### To do
If a line appears in the data below, it must appear in your answer exactly as given.
START Data extract
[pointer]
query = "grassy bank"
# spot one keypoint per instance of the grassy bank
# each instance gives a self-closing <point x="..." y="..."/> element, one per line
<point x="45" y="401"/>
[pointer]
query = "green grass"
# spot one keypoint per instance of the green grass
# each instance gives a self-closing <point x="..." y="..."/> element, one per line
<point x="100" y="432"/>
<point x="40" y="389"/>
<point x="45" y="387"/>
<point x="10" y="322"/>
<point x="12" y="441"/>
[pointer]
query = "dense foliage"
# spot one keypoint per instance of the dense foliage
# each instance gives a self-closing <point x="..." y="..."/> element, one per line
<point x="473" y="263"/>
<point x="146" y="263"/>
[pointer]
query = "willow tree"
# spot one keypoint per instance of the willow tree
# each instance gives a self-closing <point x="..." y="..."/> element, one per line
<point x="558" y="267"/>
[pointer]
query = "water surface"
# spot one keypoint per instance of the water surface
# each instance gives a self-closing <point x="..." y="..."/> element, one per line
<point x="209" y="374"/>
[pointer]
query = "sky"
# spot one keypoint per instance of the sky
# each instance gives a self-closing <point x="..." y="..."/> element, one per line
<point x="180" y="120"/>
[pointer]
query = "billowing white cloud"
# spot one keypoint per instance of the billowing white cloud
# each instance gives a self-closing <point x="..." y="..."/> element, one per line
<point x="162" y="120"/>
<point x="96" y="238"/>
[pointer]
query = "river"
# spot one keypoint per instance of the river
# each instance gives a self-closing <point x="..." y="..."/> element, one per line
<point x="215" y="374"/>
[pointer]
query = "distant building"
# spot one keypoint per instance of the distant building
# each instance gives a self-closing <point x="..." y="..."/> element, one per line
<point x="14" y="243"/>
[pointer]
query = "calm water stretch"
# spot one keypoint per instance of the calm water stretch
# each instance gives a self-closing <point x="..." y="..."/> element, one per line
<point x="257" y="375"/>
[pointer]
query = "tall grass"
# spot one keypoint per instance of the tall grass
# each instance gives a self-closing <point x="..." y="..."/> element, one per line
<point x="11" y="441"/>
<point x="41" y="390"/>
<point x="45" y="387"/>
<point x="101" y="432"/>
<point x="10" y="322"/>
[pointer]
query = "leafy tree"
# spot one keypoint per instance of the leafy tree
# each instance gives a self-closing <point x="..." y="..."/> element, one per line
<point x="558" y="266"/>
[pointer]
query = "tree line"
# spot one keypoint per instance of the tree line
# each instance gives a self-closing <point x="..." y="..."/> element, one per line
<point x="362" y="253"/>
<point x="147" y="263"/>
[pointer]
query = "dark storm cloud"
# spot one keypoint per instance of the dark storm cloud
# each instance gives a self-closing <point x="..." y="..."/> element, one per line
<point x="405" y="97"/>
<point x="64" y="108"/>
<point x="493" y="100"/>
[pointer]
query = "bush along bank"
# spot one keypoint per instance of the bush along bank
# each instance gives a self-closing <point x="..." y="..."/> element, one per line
END Data extract
### Output for this task
[pointer]
query = "grassy bank"
# spot one keypoint per instance of the grassy bank
# each instance gives a self-closing <point x="..." y="..."/> element, one per line
<point x="45" y="401"/>
[pointer]
query = "green grass"
# spot one keypoint per instance of the green grass
# each instance gives a self-closing <point x="..." y="..."/> element, one per line
<point x="100" y="432"/>
<point x="40" y="389"/>
<point x="45" y="387"/>
<point x="10" y="322"/>
<point x="12" y="441"/>
[pointer]
query = "dense foliage"
# spot one keypoint per instance of the dense foliage
# each instance gives a self-closing <point x="..." y="..."/> element, one per line
<point x="473" y="263"/>
<point x="146" y="263"/>
[pointer]
query = "willow tree"
# spot one keypoint per instance of the willow tree
# each instance gives a self-closing <point x="..." y="..."/> element, one per line
<point x="558" y="267"/>
[pointer]
query = "water surface"
# spot one keypoint per instance of the water surface
# each instance gives a self-closing <point x="..." y="..."/> element, one per line
<point x="209" y="374"/>
[pointer]
query = "sky"
# spot one keypoint per instance of the sky
# each instance gives a self-closing <point x="..." y="..."/> element, one per line
<point x="180" y="120"/>
[pointer]
query = "billowing white cloud"
# spot one keypoint per instance of the billowing white cloud
# each instance gives a self-closing <point x="..." y="..."/> element, one per line
<point x="162" y="120"/>
<point x="96" y="238"/>
[pointer]
query = "river"
# spot one keypoint per instance of the river
# each instance gives a self-closing <point x="..." y="..."/> element, one per line
<point x="215" y="374"/>
[pointer]
query = "distant building"
# spot one keypoint per instance of the distant building
# each instance gives a self-closing <point x="..." y="..."/> element, one per line
<point x="14" y="243"/>
[pointer]
query = "calm water stretch"
# spot one keypoint per instance of the calm water stretch
# each instance gives a self-closing <point x="..." y="..."/> element, one per line
<point x="257" y="375"/>
[pointer]
query = "tall grass"
# spot one keypoint per instance of the tall grass
# each instance gives a self-closing <point x="..." y="..."/> element, one per line
<point x="11" y="441"/>
<point x="41" y="390"/>
<point x="45" y="387"/>
<point x="101" y="432"/>
<point x="10" y="322"/>
[pointer]
query = "leafy tree"
# spot one keypoint per instance of the leafy tree
# each instance gives a self-closing <point x="..." y="..."/> element, one per line
<point x="558" y="266"/>
[pointer]
query = "tree line"
# spot one keypoint per instance of the tree line
# each instance gives a self-closing <point x="..." y="..."/> element, one per line
<point x="362" y="253"/>
<point x="147" y="263"/>
[pointer]
query = "dark storm cloud"
# spot one keypoint per instance of the dark storm cloud
# each instance gives a self-closing <point x="..." y="..."/> element, one per line
<point x="405" y="97"/>
<point x="64" y="108"/>
<point x="493" y="100"/>
[pointer]
query = "bush along bank"
# spot one keypoint per instance of the bush along bank
# each instance gives a self-closing <point x="..." y="..."/> element, one per line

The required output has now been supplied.